When you reply, transcribe every line of the data below exactly.

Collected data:
-*-

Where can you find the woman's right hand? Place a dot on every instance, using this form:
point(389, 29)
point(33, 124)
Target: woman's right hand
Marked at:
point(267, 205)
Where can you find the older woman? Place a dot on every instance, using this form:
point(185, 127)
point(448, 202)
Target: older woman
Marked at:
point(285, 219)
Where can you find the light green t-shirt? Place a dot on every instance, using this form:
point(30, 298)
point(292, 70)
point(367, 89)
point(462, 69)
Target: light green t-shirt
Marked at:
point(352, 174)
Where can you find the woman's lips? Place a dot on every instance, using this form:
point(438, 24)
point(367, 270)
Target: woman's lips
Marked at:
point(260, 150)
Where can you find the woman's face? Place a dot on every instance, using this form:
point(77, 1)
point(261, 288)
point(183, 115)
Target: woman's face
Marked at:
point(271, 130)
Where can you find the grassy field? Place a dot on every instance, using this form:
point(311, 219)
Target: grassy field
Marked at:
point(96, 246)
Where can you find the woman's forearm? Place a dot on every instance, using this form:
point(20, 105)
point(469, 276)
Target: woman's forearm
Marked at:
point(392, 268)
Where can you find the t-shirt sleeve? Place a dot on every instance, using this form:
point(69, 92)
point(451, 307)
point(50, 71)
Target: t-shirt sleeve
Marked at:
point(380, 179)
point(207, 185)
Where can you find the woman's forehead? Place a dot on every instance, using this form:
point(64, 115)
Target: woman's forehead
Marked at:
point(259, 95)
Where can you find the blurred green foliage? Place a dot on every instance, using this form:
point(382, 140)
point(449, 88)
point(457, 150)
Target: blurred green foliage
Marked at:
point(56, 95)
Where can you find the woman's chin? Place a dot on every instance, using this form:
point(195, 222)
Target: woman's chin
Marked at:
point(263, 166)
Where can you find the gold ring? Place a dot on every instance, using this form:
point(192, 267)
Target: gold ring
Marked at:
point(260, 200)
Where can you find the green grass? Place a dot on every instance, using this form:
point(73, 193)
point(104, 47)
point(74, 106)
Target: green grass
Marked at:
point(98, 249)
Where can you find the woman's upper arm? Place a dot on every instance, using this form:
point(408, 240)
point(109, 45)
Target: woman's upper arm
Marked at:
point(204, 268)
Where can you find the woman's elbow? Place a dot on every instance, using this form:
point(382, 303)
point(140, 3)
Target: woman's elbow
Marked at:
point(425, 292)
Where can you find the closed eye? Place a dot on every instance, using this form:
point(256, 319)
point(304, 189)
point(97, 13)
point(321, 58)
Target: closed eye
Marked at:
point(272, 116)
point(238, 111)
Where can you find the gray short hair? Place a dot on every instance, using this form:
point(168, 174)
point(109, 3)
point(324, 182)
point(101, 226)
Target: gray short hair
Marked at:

-*-

Answer section:
Where can you find the woman's right hand? Place a dot on every instance, using this form:
point(389, 29)
point(33, 124)
Target: woman's right hand
Marked at:
point(267, 205)
Where can you find the older woman? Place a dot on every instance, using this form:
point(185, 127)
point(448, 202)
Target: older woman
Marked at:
point(285, 219)
Where can you find the light green t-shirt? Place a dot on every instance, using this form:
point(30, 298)
point(292, 70)
point(367, 89)
point(462, 69)
Target: light green t-shirt
Marked at:
point(352, 174)
Where can you find the woman's lips? Place a dot on every instance, using this form:
point(438, 24)
point(367, 270)
Target: woman's lips
Marked at:
point(260, 150)
Where can you find the woman's face? Place a dot on every instance, using this form:
point(77, 1)
point(261, 288)
point(183, 115)
Target: woman's face
Marked at:
point(271, 130)
Where can you find the grassy field? Place a dot on every instance, using this form:
point(311, 219)
Target: grassy field
Marked at:
point(96, 246)
Where can you find the woman's forearm? Place a dot on every instance, using this form:
point(20, 105)
point(469, 276)
Target: woman's forearm
Marked at:
point(392, 268)
Where can you find the t-shirt sleeve? Place a dot on every instance, using this form:
point(69, 92)
point(451, 307)
point(50, 71)
Target: t-shirt sleeve
Marked at:
point(380, 179)
point(207, 185)
Where can you find the woman's forehead? Place a dot on every instance, using this form:
point(64, 115)
Target: woman's forehead
Marked at:
point(259, 95)
Where can you find the blurred green foliage? Place a dot on every instance, using this form:
point(382, 140)
point(449, 88)
point(457, 150)
Target: blurred green foliage
Marked at:
point(56, 95)
Where can you find the woman's chin? Place a dot on every instance, using this form:
point(195, 222)
Target: woman's chin
Marked at:
point(263, 166)
Where can you find the gold ring? Place a dot on every instance, using this form:
point(192, 267)
Target: gold ring
Marked at:
point(260, 200)
Where can you find the green grass? Place a dot on every instance, using this form:
point(73, 193)
point(104, 47)
point(74, 106)
Target: green grass
Marked at:
point(98, 249)
Where can you find the woman's upper arm? Place a dot on every instance, using this form:
point(408, 240)
point(109, 45)
Target: woman's upper arm
Marked at:
point(204, 268)
Where can you find the woman's elbow? Place a dot on every instance, using this form:
point(382, 303)
point(140, 3)
Target: woman's elbow
Marked at:
point(425, 292)
Where can you find the closed eye? Place a dot on every instance, using this form:
point(256, 319)
point(304, 189)
point(97, 13)
point(321, 58)
Target: closed eye
Marked at:
point(272, 116)
point(238, 111)
Where can you find the gray short hair? Place a dot on every instance, using this form:
point(168, 174)
point(109, 3)
point(324, 182)
point(101, 226)
Target: gray short hair
Marked at:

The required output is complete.